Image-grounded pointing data
= = =
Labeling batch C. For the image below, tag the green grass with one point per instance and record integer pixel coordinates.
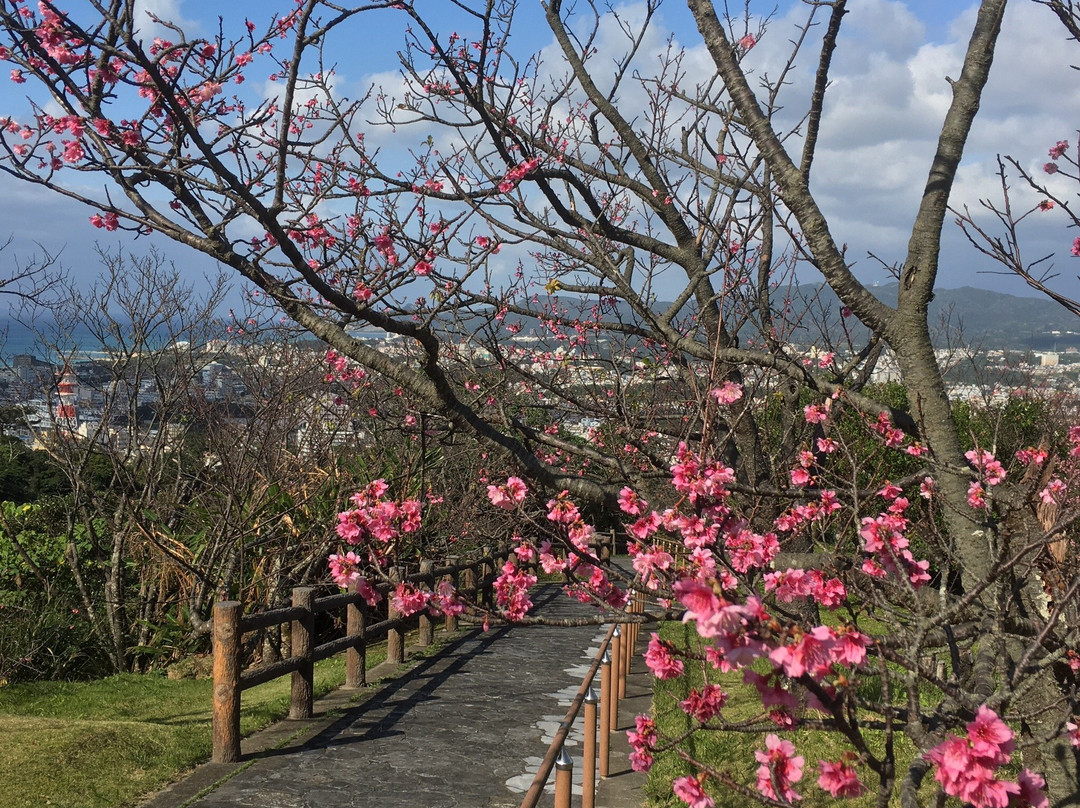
(105, 743)
(733, 752)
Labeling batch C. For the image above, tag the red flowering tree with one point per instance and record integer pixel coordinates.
(866, 571)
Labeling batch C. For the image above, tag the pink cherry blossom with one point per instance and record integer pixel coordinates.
(660, 660)
(780, 768)
(839, 779)
(688, 789)
(729, 392)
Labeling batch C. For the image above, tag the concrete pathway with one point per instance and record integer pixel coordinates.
(463, 728)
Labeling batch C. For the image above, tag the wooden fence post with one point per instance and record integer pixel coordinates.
(616, 675)
(451, 620)
(426, 635)
(304, 633)
(469, 583)
(605, 752)
(589, 754)
(564, 779)
(487, 576)
(395, 635)
(355, 658)
(226, 721)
= = =
> WHAT IS BEING ASKED
What goes in the answer is the run of lines from the one holding "Labeling batch C. For the image above, tag the red" to the end of the entries, reproduced exactly and with nothing else.

> FINISHED EXERCISE
Labeling batch C. For the image above, tag the red flowering tree with one point per instance and record integer pixel coordinates.
(866, 571)
Labeling batch C. For the image above, tag the pink cherry blossom with one point per instance and record integer pixel coordinates.
(660, 660)
(780, 768)
(839, 779)
(688, 789)
(729, 392)
Labeling batch C. For the image above, tag the concrete pathway with one point per instance and record integer pixel coordinates.
(463, 728)
Labeling batch C. For the image above, tag the wooden fence post with one point per instance and record integer pixel coordinates.
(616, 675)
(451, 620)
(426, 635)
(304, 633)
(469, 583)
(605, 752)
(589, 754)
(564, 779)
(487, 576)
(395, 635)
(355, 658)
(226, 721)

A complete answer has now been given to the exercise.